YOUR ASSIGNMENT:
Every entry should be reproduced word for word.

(RECORDS FOR THE TASK begins)

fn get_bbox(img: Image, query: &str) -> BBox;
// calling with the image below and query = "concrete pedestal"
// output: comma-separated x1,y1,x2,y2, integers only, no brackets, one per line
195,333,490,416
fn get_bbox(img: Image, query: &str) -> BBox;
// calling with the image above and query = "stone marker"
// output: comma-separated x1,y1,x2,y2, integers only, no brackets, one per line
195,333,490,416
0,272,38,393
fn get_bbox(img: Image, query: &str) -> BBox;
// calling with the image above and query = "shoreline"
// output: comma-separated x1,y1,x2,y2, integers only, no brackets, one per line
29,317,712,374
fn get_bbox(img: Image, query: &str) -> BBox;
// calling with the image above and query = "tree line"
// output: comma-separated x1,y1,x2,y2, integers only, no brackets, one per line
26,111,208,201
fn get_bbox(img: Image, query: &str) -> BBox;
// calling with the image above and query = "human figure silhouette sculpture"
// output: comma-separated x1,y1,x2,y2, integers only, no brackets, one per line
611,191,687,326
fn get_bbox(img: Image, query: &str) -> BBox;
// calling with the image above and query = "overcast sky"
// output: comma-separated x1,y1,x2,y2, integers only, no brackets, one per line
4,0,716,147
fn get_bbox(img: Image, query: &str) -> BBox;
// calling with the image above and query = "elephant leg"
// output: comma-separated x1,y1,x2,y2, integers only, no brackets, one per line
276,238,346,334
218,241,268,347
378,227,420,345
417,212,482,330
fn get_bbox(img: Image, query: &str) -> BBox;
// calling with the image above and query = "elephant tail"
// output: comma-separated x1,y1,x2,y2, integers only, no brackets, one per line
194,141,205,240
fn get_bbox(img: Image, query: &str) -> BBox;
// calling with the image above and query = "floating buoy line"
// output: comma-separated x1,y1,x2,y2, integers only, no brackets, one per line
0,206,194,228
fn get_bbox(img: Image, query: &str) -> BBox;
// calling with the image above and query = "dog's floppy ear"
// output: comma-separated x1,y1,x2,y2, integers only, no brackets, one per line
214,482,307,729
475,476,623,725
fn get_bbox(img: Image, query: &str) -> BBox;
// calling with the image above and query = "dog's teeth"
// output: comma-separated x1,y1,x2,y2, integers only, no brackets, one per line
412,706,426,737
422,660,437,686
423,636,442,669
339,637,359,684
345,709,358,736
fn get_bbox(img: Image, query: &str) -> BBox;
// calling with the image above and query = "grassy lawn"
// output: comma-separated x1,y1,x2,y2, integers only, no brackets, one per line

(RECORDS FOR THE TASK ends)

TASK RESPONSE:
fn get_bbox(img: Image, query: &str) -> BBox;
// calling with the image below and query = "concrete pedestal"
// output: comma-separated x1,y1,x2,y2, integers only, no brackets, one per line
195,333,490,416
fn get_bbox(img: Image, query: &str) -> BBox;
// calling with the image above and query = "stone marker"
// output: comma-separated x1,y1,x2,y2, integers only, no brackets, one per line
195,333,490,416
0,272,38,393
fn get_bbox(img: Image, query: &str) -> BBox;
// calling with the image above and query = "shoreline"
// output: comma-separated x1,y1,x2,y2, integers only, no brackets, one per line
29,317,712,374
fn get_bbox(img: Image, query: &str) -> BBox;
// calling with the image above and query = "tree line"
// output: comma-separated x1,y1,x2,y2, integers only, no brackets, one per line
26,111,208,201
fn get_bbox(img: Image, query: &str) -> BBox;
// calling with the image above and query = "human figure silhouette sculpture"
// output: comma-separated x1,y1,x2,y2, integers only, no brackets, one per line
611,191,687,326
fn get_bbox(img: Image, query: &str) -> BBox;
// calling with the image above and query = "overcast sky"
// output: comma-separated x1,y1,x2,y2, integers only, no brackets, one per line
4,0,716,147
fn get_bbox(img: Image, query: &str) -> BBox;
// calling with the image above and query = "elephant leg"
// output: comma-separated x1,y1,x2,y2, integers only, no brackets, one per line
276,238,346,334
218,241,268,347
378,227,420,345
417,212,482,330
fn get_bbox(img: Image, query: &str) -> BBox;
// calling with the image above and query = "elephant tail"
// output: comma-separated x1,y1,x2,y2, integers only, no brackets, one per line
194,141,205,240
fn get_bbox(img: Image, query: &str) -> BBox;
// calling with the image above and query = "floating buoy line"
// output: comma-separated x1,y1,x2,y2, integers only, no brackets, one per line
0,206,194,228
fn get_bbox(img: Image, query: &str) -> BBox;
// calling with the image above and query = "dog's floppy ear"
// output: comma-separated x1,y1,x2,y2, integers only, no brackets, one per line
214,482,307,729
475,476,623,725
fn get_bbox(img: Image, query: &str) -> BBox;
// calling with the image above and query = "dog's teeth"
// output: comma-separated x1,y1,x2,y2, integers only, no brackets, one per line
412,706,426,737
422,660,437,686
423,636,442,669
339,637,359,684
345,709,358,736
fn get_bbox(img: Image, query: &str) -> BBox;
// calling with the image above and query = "grassy lawn"
// output: comma-separated x1,y1,x2,y2, integers only, no brackets, one per line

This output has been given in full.